### What the task requires
Repeat exactly, and only, the lines from the one holding "Could you spot the blue" through the last line of the records below.

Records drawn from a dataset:

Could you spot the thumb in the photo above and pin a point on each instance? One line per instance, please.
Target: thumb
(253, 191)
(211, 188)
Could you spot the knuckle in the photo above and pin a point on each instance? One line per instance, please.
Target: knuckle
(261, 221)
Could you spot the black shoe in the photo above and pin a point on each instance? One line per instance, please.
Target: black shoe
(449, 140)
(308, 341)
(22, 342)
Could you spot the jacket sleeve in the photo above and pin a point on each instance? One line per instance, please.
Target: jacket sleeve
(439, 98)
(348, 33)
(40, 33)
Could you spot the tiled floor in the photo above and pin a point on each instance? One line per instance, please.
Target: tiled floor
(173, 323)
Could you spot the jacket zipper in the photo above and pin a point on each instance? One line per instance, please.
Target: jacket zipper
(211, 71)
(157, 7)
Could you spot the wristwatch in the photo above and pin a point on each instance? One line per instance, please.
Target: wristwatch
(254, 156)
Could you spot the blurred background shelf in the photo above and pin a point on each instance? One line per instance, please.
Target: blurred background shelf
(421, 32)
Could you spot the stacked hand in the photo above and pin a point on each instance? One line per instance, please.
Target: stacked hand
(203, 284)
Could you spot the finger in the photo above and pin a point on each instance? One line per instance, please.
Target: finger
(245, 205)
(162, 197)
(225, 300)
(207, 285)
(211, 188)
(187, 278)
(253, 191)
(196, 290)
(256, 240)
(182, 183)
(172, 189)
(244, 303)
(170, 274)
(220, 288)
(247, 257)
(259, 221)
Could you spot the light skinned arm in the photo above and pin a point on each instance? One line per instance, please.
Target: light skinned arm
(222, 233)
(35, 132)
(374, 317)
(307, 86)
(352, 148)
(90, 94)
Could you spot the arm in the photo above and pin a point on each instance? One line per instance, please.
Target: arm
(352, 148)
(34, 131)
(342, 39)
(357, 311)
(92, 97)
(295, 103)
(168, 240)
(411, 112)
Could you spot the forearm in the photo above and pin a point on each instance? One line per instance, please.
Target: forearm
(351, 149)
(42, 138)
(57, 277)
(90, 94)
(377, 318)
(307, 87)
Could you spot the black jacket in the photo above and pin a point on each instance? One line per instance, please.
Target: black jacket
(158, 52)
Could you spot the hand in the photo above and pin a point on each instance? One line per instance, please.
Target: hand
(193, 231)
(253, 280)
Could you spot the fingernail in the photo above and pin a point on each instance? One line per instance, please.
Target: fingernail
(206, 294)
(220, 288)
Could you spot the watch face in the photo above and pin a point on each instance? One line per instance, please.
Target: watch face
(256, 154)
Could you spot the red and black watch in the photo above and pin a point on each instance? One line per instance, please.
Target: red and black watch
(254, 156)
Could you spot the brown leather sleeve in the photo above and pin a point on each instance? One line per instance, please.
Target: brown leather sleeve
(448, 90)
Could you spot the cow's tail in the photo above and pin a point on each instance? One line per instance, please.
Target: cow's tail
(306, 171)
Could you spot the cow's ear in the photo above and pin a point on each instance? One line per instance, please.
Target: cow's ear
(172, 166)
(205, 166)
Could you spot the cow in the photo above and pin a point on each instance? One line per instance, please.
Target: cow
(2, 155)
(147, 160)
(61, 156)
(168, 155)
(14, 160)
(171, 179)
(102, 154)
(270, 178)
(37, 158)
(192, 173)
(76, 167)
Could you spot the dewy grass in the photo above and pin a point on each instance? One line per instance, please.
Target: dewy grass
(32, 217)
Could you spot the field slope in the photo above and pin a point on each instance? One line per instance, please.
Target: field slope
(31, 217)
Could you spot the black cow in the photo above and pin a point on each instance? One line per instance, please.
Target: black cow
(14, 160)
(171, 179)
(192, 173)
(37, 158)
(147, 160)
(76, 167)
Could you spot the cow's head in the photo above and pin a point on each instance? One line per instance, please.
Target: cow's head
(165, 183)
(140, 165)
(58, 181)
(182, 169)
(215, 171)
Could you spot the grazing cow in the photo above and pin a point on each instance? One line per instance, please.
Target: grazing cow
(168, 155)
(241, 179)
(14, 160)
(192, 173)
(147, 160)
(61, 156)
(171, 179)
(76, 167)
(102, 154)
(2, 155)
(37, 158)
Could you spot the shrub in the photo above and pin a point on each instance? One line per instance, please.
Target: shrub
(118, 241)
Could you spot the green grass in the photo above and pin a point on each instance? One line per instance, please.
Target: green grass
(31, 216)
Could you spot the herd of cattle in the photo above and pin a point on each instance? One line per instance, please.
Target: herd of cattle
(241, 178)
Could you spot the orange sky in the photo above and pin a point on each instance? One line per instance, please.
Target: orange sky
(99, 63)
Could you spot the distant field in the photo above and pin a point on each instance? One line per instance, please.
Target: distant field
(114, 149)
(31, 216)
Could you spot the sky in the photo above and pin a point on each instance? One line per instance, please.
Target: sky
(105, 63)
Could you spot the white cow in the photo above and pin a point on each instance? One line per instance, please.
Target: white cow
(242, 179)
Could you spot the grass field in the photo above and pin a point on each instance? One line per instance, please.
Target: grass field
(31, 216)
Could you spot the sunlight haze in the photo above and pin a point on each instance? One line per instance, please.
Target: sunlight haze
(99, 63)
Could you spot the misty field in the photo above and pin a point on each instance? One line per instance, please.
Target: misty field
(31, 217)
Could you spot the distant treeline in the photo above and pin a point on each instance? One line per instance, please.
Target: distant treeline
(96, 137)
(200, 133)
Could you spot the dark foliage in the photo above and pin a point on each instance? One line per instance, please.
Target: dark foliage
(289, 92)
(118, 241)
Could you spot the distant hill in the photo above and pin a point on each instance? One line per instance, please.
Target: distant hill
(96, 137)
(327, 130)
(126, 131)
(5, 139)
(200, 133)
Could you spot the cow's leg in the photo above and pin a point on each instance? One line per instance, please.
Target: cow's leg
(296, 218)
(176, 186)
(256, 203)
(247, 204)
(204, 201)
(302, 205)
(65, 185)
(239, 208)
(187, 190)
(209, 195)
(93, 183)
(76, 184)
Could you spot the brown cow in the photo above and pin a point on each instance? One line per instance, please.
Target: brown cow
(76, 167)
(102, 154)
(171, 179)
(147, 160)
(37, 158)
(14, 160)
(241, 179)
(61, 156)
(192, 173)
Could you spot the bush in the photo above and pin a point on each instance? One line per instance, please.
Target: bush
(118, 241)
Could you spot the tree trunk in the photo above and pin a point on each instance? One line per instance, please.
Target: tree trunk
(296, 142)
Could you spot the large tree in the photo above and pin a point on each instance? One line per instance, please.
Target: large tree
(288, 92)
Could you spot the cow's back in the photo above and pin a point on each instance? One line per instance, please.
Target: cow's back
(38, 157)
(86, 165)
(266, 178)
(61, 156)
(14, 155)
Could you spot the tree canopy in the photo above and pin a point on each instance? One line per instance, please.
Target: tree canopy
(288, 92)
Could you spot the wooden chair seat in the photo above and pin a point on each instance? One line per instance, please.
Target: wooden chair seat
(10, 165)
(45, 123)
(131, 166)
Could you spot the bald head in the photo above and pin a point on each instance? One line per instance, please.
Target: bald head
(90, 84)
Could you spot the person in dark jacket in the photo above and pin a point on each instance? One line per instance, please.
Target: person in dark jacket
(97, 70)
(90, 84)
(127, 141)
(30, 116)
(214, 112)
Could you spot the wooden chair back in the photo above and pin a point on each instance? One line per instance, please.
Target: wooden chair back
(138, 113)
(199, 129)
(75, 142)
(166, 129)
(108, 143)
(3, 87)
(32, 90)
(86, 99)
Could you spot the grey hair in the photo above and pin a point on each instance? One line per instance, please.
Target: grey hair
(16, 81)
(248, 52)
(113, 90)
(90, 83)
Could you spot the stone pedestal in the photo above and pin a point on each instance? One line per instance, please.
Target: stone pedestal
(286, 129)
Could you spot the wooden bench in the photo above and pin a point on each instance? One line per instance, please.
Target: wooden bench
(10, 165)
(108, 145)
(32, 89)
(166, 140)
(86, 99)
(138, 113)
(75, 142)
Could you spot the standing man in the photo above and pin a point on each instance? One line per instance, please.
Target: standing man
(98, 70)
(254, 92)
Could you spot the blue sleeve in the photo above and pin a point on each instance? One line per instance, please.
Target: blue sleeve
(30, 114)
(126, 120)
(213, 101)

### Response to this task
Could you spot the blue sleeve in the photo above and pin a point on each instance? One line per instance, please.
Target: blue sleeve
(30, 114)
(126, 120)
(213, 101)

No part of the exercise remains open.